■ YOUR GOAL
Could you copy out all of the material below line for line, leaving every character unchanged?

■ DATASET EXCERPTS

◆ ◆ ◆ ◆ ◆ ◆ ◆

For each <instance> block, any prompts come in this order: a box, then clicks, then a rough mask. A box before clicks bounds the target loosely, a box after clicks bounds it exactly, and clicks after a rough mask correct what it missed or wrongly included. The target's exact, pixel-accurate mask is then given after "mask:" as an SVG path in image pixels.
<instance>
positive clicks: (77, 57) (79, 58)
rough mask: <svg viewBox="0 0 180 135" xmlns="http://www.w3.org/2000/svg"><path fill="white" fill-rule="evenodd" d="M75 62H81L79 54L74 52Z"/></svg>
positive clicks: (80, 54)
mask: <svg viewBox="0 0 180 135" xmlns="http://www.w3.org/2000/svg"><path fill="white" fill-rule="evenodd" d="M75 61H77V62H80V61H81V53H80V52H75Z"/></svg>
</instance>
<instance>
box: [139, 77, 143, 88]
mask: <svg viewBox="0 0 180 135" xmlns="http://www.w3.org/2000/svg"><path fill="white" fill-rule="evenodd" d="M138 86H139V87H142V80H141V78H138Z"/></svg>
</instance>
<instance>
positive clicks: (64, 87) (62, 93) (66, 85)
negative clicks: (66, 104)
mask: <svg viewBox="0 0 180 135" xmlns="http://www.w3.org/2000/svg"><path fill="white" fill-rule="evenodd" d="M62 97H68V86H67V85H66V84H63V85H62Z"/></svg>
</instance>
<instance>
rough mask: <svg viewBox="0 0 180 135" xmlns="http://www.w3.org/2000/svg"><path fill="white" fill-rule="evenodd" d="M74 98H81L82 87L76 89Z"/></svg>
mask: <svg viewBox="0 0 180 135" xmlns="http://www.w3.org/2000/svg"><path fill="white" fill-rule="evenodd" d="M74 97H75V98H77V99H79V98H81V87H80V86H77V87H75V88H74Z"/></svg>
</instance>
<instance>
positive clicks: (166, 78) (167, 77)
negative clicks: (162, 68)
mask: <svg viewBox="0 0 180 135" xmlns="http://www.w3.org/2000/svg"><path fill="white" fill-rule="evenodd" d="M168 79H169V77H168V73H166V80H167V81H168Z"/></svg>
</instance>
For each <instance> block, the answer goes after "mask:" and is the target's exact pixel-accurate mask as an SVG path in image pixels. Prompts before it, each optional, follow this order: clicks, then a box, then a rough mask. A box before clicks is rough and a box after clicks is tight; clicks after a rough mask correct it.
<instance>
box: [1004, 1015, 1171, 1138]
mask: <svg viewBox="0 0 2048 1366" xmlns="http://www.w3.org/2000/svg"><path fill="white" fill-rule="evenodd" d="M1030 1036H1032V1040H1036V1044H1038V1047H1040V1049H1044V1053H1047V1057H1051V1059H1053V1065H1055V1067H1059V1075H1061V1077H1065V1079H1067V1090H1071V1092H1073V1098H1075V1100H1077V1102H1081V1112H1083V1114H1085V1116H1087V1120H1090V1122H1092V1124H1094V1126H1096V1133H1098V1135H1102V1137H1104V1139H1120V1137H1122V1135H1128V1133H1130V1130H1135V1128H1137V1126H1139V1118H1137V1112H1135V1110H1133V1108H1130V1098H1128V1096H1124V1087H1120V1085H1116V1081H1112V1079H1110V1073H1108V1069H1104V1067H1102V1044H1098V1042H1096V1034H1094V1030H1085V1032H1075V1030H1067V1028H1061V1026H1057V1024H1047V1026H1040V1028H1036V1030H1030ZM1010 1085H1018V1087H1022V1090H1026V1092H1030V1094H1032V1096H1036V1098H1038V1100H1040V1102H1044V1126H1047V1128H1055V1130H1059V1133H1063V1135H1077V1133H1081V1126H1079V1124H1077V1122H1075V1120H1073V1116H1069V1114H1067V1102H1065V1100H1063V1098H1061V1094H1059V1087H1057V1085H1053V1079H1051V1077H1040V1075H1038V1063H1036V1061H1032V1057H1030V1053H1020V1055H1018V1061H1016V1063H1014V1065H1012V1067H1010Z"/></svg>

◆ ◆ ◆ ◆ ◆ ◆ ◆

■ YOUR SOLUTION
For each <instance> block, any prompts come in this order: a box, then clicks, then a rough mask. A box before clicks bounds the target loosely, a box after clicks bounds it exactly, and clicks after a rough mask correct what it missed or wrongly included. The target's exact, pixel-accurate mask is then given after "mask:" as an SVG path in image pixels.
<instance>
positive clicks: (77, 57) (79, 58)
rough mask: <svg viewBox="0 0 180 135" xmlns="http://www.w3.org/2000/svg"><path fill="white" fill-rule="evenodd" d="M75 62H81L79 54L74 52Z"/></svg>
positive clicks: (80, 54)
mask: <svg viewBox="0 0 180 135" xmlns="http://www.w3.org/2000/svg"><path fill="white" fill-rule="evenodd" d="M75 61H77V62H80V61H81V53H80V52H75Z"/></svg>
</instance>
<instance>
box: [139, 77, 143, 88]
mask: <svg viewBox="0 0 180 135" xmlns="http://www.w3.org/2000/svg"><path fill="white" fill-rule="evenodd" d="M138 86H139V87H142V80H141V78H138Z"/></svg>
</instance>
<instance>
positive clicks: (64, 87) (62, 93) (66, 85)
negative clicks: (66, 104)
mask: <svg viewBox="0 0 180 135" xmlns="http://www.w3.org/2000/svg"><path fill="white" fill-rule="evenodd" d="M62 97H68V86H67V85H66V84H63V85H62Z"/></svg>
</instance>
<instance>
rough mask: <svg viewBox="0 0 180 135" xmlns="http://www.w3.org/2000/svg"><path fill="white" fill-rule="evenodd" d="M74 98H81L82 87L76 89Z"/></svg>
mask: <svg viewBox="0 0 180 135" xmlns="http://www.w3.org/2000/svg"><path fill="white" fill-rule="evenodd" d="M74 97H75V98H77V99H79V98H81V87H80V86H77V87H75V88H74Z"/></svg>
</instance>
<instance>
positive clicks: (166, 78) (167, 77)
negative clicks: (162, 68)
mask: <svg viewBox="0 0 180 135" xmlns="http://www.w3.org/2000/svg"><path fill="white" fill-rule="evenodd" d="M168 79H169V77H168V73H166V80H167V81H168Z"/></svg>
</instance>
For each <instance> block, the answer goes after "mask:" and is the target's exact pixel-accurate mask as an SVG path in image pixels. Prompts before it, each optional, follow this order: clicks, then a box, then a rough mask. A box before clicks is rough and a box after clicks is tight; clicks after a rough mask correct it.
<instance>
box: [1004, 1015, 1171, 1138]
mask: <svg viewBox="0 0 2048 1366" xmlns="http://www.w3.org/2000/svg"><path fill="white" fill-rule="evenodd" d="M1030 1036H1032V1040H1036V1044H1038V1047H1040V1049H1044V1053H1047V1057H1051V1059H1053V1065H1055V1067H1059V1075H1061V1077H1065V1079H1067V1090H1071V1092H1073V1098H1075V1100H1077V1102H1081V1112H1083V1114H1085V1116H1087V1120H1090V1122H1092V1124H1094V1126H1096V1133H1098V1135H1102V1137H1104V1139H1120V1137H1122V1135H1128V1133H1130V1130H1135V1128H1137V1126H1139V1118H1137V1112H1135V1110H1133V1108H1130V1098H1128V1096H1124V1087H1120V1085H1116V1081H1112V1079H1110V1073H1108V1069H1104V1067H1102V1044H1098V1042H1096V1034H1094V1030H1085V1032H1075V1030H1067V1028H1061V1026H1057V1024H1047V1026H1040V1028H1036V1030H1030ZM1010 1085H1018V1087H1022V1090H1026V1092H1030V1094H1032V1096H1036V1098H1038V1100H1040V1102H1044V1126H1047V1128H1055V1130H1059V1133H1063V1135H1077V1133H1081V1126H1079V1124H1077V1122H1075V1120H1073V1116H1069V1114H1067V1102H1065V1100H1063V1098H1061V1094H1059V1087H1057V1085H1053V1079H1051V1077H1040V1075H1038V1063H1036V1061H1032V1057H1030V1053H1020V1055H1018V1061H1016V1063H1014V1065H1012V1067H1010Z"/></svg>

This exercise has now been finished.